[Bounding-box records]
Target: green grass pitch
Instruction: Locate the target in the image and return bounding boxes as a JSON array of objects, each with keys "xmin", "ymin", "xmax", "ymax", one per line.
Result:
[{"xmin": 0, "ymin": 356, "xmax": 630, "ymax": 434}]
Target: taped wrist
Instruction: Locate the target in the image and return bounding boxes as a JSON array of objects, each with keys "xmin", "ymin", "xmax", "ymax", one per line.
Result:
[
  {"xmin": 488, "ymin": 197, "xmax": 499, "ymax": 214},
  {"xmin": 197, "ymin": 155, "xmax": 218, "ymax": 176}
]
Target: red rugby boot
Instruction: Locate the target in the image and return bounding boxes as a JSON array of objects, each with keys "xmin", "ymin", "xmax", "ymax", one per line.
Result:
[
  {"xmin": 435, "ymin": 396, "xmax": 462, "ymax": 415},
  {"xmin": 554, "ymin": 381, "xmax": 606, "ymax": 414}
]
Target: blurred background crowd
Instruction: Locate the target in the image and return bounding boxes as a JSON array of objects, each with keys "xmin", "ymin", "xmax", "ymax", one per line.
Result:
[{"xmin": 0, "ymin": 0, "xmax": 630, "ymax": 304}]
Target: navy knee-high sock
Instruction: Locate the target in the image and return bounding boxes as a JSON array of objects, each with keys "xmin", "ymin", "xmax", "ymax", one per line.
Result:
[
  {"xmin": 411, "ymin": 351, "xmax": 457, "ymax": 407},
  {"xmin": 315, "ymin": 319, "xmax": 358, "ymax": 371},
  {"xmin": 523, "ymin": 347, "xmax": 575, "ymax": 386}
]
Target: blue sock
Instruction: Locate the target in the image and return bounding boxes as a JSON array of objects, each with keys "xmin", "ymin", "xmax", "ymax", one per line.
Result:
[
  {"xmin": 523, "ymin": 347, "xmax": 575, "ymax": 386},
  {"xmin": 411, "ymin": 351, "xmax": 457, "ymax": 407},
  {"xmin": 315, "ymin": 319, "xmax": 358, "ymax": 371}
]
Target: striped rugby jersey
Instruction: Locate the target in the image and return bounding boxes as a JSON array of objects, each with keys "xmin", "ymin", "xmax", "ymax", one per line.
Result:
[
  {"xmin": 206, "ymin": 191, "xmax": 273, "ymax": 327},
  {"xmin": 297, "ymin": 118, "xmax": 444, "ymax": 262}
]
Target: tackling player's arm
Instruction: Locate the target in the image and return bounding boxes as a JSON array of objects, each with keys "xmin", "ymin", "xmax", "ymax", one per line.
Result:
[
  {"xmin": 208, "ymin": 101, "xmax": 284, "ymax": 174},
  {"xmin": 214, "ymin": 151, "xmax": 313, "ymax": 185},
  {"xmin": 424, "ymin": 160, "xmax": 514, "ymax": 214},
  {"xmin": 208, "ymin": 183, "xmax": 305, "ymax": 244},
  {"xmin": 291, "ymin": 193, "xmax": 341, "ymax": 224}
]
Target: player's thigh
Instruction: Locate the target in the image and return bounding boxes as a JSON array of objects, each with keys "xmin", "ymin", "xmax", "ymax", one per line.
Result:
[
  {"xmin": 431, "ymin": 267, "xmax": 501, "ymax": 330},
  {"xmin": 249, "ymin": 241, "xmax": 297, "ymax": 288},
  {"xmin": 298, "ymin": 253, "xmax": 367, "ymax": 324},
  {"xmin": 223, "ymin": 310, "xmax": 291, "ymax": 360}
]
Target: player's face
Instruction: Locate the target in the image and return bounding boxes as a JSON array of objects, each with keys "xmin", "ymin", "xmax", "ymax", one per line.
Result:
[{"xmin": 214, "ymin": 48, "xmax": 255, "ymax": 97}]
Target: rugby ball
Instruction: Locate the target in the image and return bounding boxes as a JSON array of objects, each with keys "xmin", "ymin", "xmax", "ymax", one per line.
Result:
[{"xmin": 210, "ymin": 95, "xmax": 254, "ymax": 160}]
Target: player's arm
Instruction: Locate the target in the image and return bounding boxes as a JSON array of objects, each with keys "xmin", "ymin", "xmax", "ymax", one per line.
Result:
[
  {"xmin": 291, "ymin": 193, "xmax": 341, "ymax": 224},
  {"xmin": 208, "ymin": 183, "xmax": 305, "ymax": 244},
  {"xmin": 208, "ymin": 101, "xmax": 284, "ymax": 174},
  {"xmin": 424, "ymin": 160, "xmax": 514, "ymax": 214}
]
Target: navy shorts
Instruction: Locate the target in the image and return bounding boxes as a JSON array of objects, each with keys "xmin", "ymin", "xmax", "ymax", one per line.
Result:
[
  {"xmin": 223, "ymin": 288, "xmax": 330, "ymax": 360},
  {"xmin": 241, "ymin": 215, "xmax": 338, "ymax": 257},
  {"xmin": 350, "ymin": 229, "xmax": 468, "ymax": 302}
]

◆ STATED TASK ◆
Update the material above by changing every "Locate" to "Find", and leave everything else unchanged.

◆ REPLY TO THE EXERCISE ◆
Target: green grass pitch
Instruction: Find the target in the image and return bounding boxes as a JSON array of objects, each with keys "xmin", "ymin", "xmax", "ymax", one per line.
Result:
[{"xmin": 0, "ymin": 356, "xmax": 630, "ymax": 434}]
Target: taped wrist
Instruction: Find the target in the image and return bounding boxes as a JSON array of objects, each with keys "xmin", "ymin", "xmax", "ymax", one per line.
Result:
[
  {"xmin": 488, "ymin": 197, "xmax": 499, "ymax": 214},
  {"xmin": 197, "ymin": 155, "xmax": 218, "ymax": 176}
]
Target: red rugby boot
Instruction: Find the target in the image and return bounding boxes as a JSON array of objects, each with keys "xmin", "ymin", "xmax", "ymax", one per line.
Result:
[
  {"xmin": 435, "ymin": 396, "xmax": 462, "ymax": 415},
  {"xmin": 554, "ymin": 381, "xmax": 606, "ymax": 414}
]
Target: blurred background crowd
Instruction: Find the target in the image and return bounding boxes as a JSON array of objects, each with keys "xmin", "ymin", "xmax", "ymax", one per line.
Result:
[{"xmin": 0, "ymin": 0, "xmax": 630, "ymax": 304}]
Target: navy knee-high sock
Instruction: Find the target in the image and return bounding boxes as a JSON array of objects, each with keys "xmin", "ymin", "xmax", "ymax", one per line.
Result:
[
  {"xmin": 411, "ymin": 351, "xmax": 457, "ymax": 407},
  {"xmin": 315, "ymin": 319, "xmax": 358, "ymax": 371},
  {"xmin": 523, "ymin": 347, "xmax": 575, "ymax": 386}
]
Target: blue sock
Instruction: Find the target in the image and return bounding boxes as a JSON array of objects, each with keys "xmin", "ymin", "xmax", "ymax", one per line.
Result:
[
  {"xmin": 523, "ymin": 347, "xmax": 575, "ymax": 386},
  {"xmin": 411, "ymin": 351, "xmax": 457, "ymax": 407},
  {"xmin": 315, "ymin": 319, "xmax": 358, "ymax": 371}
]
Target: striped rugby jersey
Instruction: Find the target in the image and return bounding boxes as a JSON array of objects, each with keys "xmin", "ymin", "xmax", "ymax", one per line.
Result:
[
  {"xmin": 206, "ymin": 191, "xmax": 273, "ymax": 327},
  {"xmin": 297, "ymin": 118, "xmax": 444, "ymax": 262}
]
Target: tackling player's arm
Instruction: Find the target in the image and return bounding boxes as a JSON array of objects, each with keys "xmin", "ymin", "xmax", "ymax", one per line.
Result:
[
  {"xmin": 208, "ymin": 101, "xmax": 284, "ymax": 174},
  {"xmin": 214, "ymin": 151, "xmax": 313, "ymax": 185},
  {"xmin": 424, "ymin": 160, "xmax": 514, "ymax": 214},
  {"xmin": 208, "ymin": 183, "xmax": 305, "ymax": 244},
  {"xmin": 291, "ymin": 193, "xmax": 341, "ymax": 224}
]
Target: player's thigh
Instruction: Find the target in the image and return bounding boxes as a JSON array of objects, each with keys "xmin", "ymin", "xmax", "ymax", one per line.
Result:
[
  {"xmin": 431, "ymin": 267, "xmax": 501, "ymax": 330},
  {"xmin": 249, "ymin": 241, "xmax": 297, "ymax": 288},
  {"xmin": 298, "ymin": 253, "xmax": 367, "ymax": 324},
  {"xmin": 223, "ymin": 310, "xmax": 291, "ymax": 360}
]
Target: player's face
Instruction: Find the target in the image and return bounding boxes as a JSON array of objects, each with keys "xmin", "ymin", "xmax", "ymax", one per line.
Result:
[{"xmin": 214, "ymin": 48, "xmax": 255, "ymax": 97}]
Target: rugby ball
Instruction: Find the target in the image and return bounding boxes as a JSON array of objects, each with keys "xmin", "ymin", "xmax", "ymax", one per line.
Result:
[{"xmin": 210, "ymin": 95, "xmax": 254, "ymax": 160}]
Target: player's arm
Instruction: Find the target in the image and return bounding boxes as a JSON array of objects, each with keys "xmin", "ymin", "xmax", "ymax", one per line.
Result:
[
  {"xmin": 291, "ymin": 193, "xmax": 341, "ymax": 224},
  {"xmin": 208, "ymin": 183, "xmax": 305, "ymax": 244},
  {"xmin": 208, "ymin": 101, "xmax": 284, "ymax": 174},
  {"xmin": 424, "ymin": 160, "xmax": 514, "ymax": 214}
]
Target: navy shorts
Instruction: Find the target in the image and return bounding boxes as a JSON array of objects, each with keys "xmin", "ymin", "xmax", "ymax", one per line.
Result:
[
  {"xmin": 223, "ymin": 288, "xmax": 330, "ymax": 360},
  {"xmin": 241, "ymin": 215, "xmax": 338, "ymax": 257},
  {"xmin": 350, "ymin": 229, "xmax": 468, "ymax": 302}
]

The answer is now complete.